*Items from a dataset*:
● ● ● ● ● ● ●

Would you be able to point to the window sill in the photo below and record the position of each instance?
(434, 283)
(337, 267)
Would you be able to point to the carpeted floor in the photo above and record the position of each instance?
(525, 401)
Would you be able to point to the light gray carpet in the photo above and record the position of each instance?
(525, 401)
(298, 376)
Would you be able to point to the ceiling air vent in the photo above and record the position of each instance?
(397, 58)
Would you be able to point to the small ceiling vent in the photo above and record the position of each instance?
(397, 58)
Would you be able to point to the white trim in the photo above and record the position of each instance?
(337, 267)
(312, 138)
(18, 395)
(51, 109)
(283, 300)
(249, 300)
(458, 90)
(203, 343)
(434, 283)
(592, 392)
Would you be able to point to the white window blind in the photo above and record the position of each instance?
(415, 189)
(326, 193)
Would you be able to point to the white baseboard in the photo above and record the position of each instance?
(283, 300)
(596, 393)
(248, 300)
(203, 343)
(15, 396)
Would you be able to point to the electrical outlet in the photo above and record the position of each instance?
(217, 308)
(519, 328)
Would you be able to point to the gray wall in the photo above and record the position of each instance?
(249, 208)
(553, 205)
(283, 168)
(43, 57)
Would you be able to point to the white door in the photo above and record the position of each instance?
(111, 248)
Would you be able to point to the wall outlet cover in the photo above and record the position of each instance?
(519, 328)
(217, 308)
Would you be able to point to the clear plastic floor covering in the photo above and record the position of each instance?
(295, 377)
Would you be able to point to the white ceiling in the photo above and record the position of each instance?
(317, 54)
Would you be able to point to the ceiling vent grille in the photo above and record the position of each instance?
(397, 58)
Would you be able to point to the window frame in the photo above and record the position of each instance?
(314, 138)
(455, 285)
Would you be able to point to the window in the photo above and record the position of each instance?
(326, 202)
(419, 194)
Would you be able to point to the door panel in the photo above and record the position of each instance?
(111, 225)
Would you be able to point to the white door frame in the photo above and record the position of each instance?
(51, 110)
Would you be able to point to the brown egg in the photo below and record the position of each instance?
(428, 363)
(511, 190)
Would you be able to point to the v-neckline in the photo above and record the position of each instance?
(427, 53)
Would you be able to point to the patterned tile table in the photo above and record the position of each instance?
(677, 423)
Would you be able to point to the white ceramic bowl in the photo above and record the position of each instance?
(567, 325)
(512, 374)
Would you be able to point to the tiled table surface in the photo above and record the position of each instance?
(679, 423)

● ● ● ● ● ● ●

*YOUR TASK*:
Without altering a single word, set down all the entries again.

*TASK RESULT*:
Would you be able to point to the window sill in the photo below and record the position of each instance?
(434, 283)
(337, 267)
Would you be able to point to the carpeted floor in the photo above and record the position of each instance?
(525, 401)
Would you be able to point to the light gray carpet in the photo above and record the position of each instance?
(525, 401)
(298, 376)
Would you be able to point to the ceiling air vent in the photo above and record the position of each instance?
(397, 58)
Would you be able to point to the small ceiling vent in the photo above and record the position of each instance?
(397, 58)
Would you be able to point to the white trim in the photo above and record the position of each instance?
(337, 267)
(312, 138)
(18, 395)
(51, 109)
(283, 300)
(249, 300)
(458, 90)
(203, 343)
(434, 283)
(592, 392)
Would you be able to point to the white window blind in the photo above and record the position of each instance?
(415, 189)
(326, 193)
Would you be able to point to the white baseboard in the photo above and record the position of each instance?
(283, 300)
(596, 393)
(248, 300)
(203, 343)
(15, 396)
Would you be able to point to the electrical outlet in the photo above and record the position of each instance?
(217, 308)
(519, 328)
Would you be able to point to the gray wall in the photo above and record the position of each instance?
(249, 208)
(553, 205)
(283, 168)
(43, 57)
Would you be able to point to the white door in the photo above and record the position of each instance?
(111, 248)
Would you be able to point to the wall outlet cover in the photo above and record the position of each instance?
(519, 328)
(217, 308)
Would you be able to point to the clear plastic floor covering in the photo above and record the position of each instance?
(295, 377)
Would you be able to point to the white ceiling in the photo above and record the position of each instance?
(317, 54)
Would you be able to point to the ceiling vent grille in the photo above and record the position of each instance?
(397, 58)
Would you be able to point to the window frame in the photo above and record the position of each instance?
(314, 138)
(455, 285)
Would you be able to point to the window in the photo above and record the position of each instance?
(326, 202)
(419, 194)
Would you be able to point to the door panel in the photo above and record the position of each instance?
(111, 225)
Would you be able to point to the white door frame in the photo above and record the position of each instance?
(51, 110)
Would you be able to point to the brown egg in the photo below and record the position of each instance?
(428, 363)
(511, 190)
Would you be able to point to the v-neckline in the photo above and record the position of each instance?
(427, 53)
Would you be able to point to the patterned tile table in the photo above and record the position of each instance?
(677, 423)
Would you be able to point to the white ceramic bowl in the photo above and record the position of each instance?
(567, 325)
(512, 374)
Would you be able to point to the tiled table surface in the photo above and record the position of each instance?
(679, 423)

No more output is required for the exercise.